[Dataset entries]
********

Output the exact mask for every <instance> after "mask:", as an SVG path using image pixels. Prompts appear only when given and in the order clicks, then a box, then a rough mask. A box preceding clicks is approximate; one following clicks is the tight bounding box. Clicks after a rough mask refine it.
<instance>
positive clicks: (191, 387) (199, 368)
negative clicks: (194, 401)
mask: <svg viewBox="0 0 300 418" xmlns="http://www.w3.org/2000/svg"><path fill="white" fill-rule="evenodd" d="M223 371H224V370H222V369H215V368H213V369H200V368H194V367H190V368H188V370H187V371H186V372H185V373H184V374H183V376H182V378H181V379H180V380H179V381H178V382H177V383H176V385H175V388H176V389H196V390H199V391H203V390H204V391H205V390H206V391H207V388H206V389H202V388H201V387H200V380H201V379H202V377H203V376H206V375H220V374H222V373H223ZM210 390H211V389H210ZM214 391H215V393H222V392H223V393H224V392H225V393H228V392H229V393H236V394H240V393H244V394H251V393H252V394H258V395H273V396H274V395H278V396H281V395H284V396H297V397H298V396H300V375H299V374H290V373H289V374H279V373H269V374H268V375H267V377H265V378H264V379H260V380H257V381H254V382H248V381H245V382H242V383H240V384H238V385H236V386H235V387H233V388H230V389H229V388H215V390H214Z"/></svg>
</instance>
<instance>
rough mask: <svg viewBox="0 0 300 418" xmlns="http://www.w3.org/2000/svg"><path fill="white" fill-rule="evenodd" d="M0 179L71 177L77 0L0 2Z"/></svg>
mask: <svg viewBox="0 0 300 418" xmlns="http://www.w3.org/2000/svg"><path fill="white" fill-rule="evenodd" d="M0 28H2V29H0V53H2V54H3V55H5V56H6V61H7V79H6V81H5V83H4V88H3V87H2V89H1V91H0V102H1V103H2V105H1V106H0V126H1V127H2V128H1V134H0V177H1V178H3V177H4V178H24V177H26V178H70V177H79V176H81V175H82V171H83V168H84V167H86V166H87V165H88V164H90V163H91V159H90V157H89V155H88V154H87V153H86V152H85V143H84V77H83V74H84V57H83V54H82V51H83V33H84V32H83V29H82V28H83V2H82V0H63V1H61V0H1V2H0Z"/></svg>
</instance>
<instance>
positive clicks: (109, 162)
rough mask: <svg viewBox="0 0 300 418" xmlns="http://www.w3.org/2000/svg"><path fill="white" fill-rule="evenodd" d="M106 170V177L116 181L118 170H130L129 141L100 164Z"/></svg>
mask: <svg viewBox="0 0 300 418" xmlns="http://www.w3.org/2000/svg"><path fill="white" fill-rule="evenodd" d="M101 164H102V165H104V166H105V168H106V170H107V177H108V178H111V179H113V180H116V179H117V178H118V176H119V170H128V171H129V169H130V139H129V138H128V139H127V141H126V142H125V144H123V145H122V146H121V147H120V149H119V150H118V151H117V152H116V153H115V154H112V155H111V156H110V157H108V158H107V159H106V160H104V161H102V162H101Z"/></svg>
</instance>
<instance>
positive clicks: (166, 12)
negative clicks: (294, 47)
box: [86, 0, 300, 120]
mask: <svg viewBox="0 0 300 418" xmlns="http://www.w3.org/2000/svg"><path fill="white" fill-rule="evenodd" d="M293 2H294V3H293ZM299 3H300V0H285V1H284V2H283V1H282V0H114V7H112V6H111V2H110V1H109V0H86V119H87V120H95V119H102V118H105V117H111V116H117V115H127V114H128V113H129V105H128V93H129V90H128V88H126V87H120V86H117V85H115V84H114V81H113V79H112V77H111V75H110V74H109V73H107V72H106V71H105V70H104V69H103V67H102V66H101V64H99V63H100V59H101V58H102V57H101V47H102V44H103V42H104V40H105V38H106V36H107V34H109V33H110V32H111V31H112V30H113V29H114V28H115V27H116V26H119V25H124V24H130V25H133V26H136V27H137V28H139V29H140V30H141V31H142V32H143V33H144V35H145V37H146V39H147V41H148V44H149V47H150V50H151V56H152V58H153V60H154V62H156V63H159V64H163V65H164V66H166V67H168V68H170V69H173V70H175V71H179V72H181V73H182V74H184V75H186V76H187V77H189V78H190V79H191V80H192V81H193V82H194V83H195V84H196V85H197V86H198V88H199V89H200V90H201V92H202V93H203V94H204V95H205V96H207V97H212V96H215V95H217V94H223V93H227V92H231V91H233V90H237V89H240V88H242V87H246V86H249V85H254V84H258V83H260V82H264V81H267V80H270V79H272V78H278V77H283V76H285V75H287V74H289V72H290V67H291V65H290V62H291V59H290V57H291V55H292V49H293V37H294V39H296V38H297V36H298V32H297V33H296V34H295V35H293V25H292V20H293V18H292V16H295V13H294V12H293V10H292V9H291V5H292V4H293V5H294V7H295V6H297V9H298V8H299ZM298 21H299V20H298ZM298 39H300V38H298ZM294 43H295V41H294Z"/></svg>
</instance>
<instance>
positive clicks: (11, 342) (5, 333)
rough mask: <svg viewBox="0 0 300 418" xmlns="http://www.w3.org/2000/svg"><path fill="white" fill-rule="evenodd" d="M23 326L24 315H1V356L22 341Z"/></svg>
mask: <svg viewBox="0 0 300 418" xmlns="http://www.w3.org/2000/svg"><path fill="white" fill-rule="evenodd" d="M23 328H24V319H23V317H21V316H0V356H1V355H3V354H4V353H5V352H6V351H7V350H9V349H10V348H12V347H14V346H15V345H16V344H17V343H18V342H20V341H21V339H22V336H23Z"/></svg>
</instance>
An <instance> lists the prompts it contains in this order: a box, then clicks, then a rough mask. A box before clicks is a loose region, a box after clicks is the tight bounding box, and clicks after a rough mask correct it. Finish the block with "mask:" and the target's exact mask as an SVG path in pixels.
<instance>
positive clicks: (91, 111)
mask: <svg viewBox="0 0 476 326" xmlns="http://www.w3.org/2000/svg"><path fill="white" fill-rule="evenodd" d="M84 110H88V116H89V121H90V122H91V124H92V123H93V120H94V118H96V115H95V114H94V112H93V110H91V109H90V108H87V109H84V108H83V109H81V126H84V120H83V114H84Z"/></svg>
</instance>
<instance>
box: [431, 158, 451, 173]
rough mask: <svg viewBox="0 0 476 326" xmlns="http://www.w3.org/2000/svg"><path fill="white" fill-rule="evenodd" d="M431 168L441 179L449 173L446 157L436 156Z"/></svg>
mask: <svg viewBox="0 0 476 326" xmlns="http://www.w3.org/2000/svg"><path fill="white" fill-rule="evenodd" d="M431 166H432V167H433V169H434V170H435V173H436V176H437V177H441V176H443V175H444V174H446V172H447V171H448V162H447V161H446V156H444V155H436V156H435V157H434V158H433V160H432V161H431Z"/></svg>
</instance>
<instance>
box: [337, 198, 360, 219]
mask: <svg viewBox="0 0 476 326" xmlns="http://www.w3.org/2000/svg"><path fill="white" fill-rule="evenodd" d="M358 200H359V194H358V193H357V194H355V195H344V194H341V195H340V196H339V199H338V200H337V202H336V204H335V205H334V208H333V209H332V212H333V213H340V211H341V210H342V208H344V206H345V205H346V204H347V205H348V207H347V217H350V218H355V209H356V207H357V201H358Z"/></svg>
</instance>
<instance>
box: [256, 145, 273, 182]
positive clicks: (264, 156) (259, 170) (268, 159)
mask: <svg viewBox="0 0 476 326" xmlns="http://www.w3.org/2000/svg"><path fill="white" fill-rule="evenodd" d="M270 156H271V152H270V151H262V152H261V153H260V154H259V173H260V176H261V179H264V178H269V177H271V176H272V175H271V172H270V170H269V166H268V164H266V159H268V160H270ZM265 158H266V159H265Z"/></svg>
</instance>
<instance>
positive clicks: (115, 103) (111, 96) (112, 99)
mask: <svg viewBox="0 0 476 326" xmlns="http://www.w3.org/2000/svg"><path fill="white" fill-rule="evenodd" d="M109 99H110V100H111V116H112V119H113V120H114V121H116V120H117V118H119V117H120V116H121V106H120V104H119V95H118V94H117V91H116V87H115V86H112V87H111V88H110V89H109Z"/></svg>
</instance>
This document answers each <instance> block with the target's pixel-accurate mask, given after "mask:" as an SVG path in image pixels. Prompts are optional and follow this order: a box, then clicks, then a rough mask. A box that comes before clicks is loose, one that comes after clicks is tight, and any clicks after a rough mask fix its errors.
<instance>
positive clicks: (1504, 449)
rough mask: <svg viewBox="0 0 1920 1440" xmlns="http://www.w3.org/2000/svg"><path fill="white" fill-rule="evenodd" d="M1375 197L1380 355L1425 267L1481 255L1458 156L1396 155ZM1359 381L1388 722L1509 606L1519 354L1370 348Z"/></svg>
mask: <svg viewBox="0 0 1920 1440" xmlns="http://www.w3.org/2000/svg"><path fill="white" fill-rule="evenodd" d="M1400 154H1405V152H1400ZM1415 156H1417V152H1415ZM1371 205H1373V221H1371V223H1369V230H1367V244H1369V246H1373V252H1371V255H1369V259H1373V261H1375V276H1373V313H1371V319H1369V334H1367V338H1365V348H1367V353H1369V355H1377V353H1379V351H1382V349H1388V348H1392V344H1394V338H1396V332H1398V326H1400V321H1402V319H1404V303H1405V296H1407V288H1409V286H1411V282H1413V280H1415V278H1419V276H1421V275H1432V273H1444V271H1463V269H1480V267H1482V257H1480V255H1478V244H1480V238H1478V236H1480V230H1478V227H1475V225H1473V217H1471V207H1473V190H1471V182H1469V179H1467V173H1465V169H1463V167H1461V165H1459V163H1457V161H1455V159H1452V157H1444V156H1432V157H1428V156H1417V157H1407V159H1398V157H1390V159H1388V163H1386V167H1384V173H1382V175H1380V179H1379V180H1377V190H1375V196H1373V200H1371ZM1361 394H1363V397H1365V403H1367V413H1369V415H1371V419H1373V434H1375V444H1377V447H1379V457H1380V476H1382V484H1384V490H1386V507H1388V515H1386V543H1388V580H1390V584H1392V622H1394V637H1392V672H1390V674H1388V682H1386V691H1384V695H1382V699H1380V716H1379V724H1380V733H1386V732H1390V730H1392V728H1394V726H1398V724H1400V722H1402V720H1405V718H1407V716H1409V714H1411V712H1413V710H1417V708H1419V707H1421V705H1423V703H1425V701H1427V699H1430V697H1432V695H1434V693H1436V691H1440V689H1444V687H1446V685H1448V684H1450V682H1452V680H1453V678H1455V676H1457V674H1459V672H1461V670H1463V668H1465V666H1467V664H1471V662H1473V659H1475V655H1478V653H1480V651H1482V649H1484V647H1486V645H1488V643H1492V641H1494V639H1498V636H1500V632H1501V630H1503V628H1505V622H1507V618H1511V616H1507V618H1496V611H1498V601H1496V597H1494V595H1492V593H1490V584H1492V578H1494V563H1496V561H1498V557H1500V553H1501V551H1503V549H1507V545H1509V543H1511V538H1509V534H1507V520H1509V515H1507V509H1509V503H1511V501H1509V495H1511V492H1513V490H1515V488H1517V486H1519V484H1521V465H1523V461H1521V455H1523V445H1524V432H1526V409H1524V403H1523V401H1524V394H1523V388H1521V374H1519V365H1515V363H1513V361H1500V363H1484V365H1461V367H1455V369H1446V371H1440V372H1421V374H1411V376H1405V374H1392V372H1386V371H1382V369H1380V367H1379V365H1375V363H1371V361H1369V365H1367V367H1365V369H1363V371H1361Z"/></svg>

********

Exercise aim
Please output an exact copy of the lines above, from the opening line of the data down to the line that contains "positive clicks: (191, 387) (199, 368)".

Completed task
Output the exact mask for every <instance> after "mask:", as an SVG path using image pixels. Prompts appear only when given and in the order clicks, then a box, then a rough mask. A box preceding clicks is approximate; one following clicks is the tight bounding box. Clicks after a rough mask refine it.
<instance>
positive clicks: (191, 387) (199, 368)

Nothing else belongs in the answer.